What the task requires
Reproduce the book description about AI and the law word for word.

This timely volume is the first comprehensive study of how Artificial Intelligence (AI) will dramatically affect the law, both as a profession and a regulatory domain, as well as society at large.  The book invites everyone - those with prior knowledge of the topic and those without - on a literary voyage into demystifying the AI phenomenon.  In equal part, a practice manual for lawyers, a governance guidebook for policymakers, a risk assessment toolkit for businesses, and a legal discourse that can be easily adapted for academia, this ground-breaking new publication discusses the technical capabilities of AI in the practice of law and its ethical, legal, political, and socio-economic implications. In shifting technological and regulatory quicksands, this volume fills a knowledge gap between the transformative forces of AI and the lagging grasp by key stakeholders. The book offers a toolkit for harnessing AI in the practice of law and for optimizing AI by society as a whole, aiming to prepare all stakeholders in the AI discourse to withstand the incoming AI wave.

Data shown
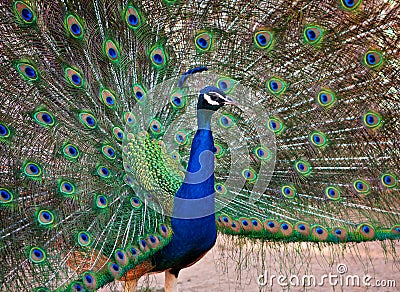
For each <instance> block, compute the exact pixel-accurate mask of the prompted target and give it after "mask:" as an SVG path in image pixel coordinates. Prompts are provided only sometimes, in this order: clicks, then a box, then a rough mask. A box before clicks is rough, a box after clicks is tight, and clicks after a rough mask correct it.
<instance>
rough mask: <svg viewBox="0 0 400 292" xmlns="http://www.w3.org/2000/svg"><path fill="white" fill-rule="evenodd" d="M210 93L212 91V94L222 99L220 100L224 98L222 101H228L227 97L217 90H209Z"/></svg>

Output of the exercise
This timely volume is the first comprehensive study of how Artificial Intelligence (AI) will dramatically affect the law, both as a profession and a regulatory domain, as well as society at large.  The book invites everyone - those with prior knowledge of the topic and those without - on a literary voyage into demystifying the AI phenomenon.  In equal part, a practice manual for lawyers, a governance guidebook for policymakers, a risk assessment toolkit for businesses, and a legal discourse that can be easily adapted for academia, this ground-breaking new publication discusses the technical capabilities of AI in the practice of law and its ethical, legal, political, and socio-economic implications. In shifting technological and regulatory quicksands, this volume fills a knowledge gap between the transformative forces of AI and the lagging grasp by key stakeholders. The book offers a toolkit for harnessing AI in the practice of law and for optimizing AI by society as a whole, aiming to prepare all stakeholders in the AI discourse to withstand the incoming AI wave.